25/1/16

Más allá del vino: La Muse Verte

Cada vez menos gente cree en el mundo feérico, ese de las gentes menudas, a veces diáfanas, siempre risueñas (para nuestro bien o nuestro mal) y que, pese a todo, no dejan de observarnos agazapadas en sus huecos, ocultas entre los helechos o, aunque no lo creamos, tras la alta lámpara de papel, esa del dormitorio que fue nuestra última adquisición en los almacenes que vinieron del frío.

Visitamos a un amigo en Antibes: quebequés, con un cierto aire estrambótico, risa contagiosa, carácter entrañable y más tímido de lo que osaría reconocer.  Recorremos las calles del centro histórico, medieval y sembrado de tiendecitas: artesanos, domadores de barro, tela y hierro, sopladores de vidrio y carceleros de aromas en cera. Rodeamos su fuerte, nos dejamos azotar el rostro por un viento azul y salino, y tras el momento del café, nos deslumbra un flúor verde manzana ácida, verde luminiscente como algunas algas químicamente faroleras o como esos ratones-juguetes de los alquimistas del ADN. Ahí está, el templo del hada verde.

▶ [Con la información]
(A) Reproduce del fragmento sobre La Muse Verte el tramo que va desde "Visitamos a un" hasta "del hada verde.", sin cambiar nada.
(B) Responde a partir del fragmento sobre La Muse Verte:
(i) ¿De dónde es el amigo al que visitan en Antibes?
(ii) ¿Qué rodean durante su recorrido por la ciudad?
(iii) ¿Entre qué plantas se ocultan las gentes menudas del mundo feérico?
Usa solo el fragmento para responder.

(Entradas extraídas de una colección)
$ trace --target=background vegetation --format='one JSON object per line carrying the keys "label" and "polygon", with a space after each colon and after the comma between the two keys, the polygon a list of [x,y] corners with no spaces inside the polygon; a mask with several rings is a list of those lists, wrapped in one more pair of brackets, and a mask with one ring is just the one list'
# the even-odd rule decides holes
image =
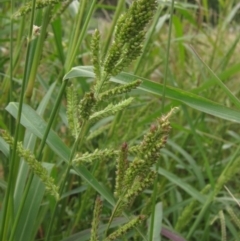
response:
{"label": "background vegetation", "polygon": [[[141,56],[112,73],[103,90],[141,85],[94,111],[134,100],[89,123],[79,143],[66,87],[80,101],[94,88],[94,30],[104,59],[132,1],[80,2],[0,2],[0,240],[239,240],[238,1],[158,1]],[[133,162],[130,147],[174,107],[167,143],[152,163],[158,175],[111,220],[115,154],[129,146]],[[86,162],[74,166],[76,153]],[[119,230],[121,237],[110,236]]]}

▶ [Lista de respuestas]
(A)
Visitamos a un amigo en Antibes: quebequés, con un cierto aire estrambótico, risa contagiosa, carácter entrañable y más tímido de lo que osaría reconocer.  Recorremos las calles del centro histórico, medieval y sembrado de tiendecitas: artesanos, domadores de barro, tela y hierro, sopladores de vidrio y carceleros de aromas en cera. Rodeamos su fuerte, nos dejamos azotar el rostro por un viento azul y salino, y tras el momento del café, nos deslumbra un flúor verde manzana ácida, verde luminiscente como algunas algas químicamente faroleras o como esos ratones-juguetes de los alquimistas del ADN. Ahí está, el templo del hada verde.

(B)
(i) Es quebequés.
(ii) Rodean su fuerte.
(iii) Se ocultan entre los helechos.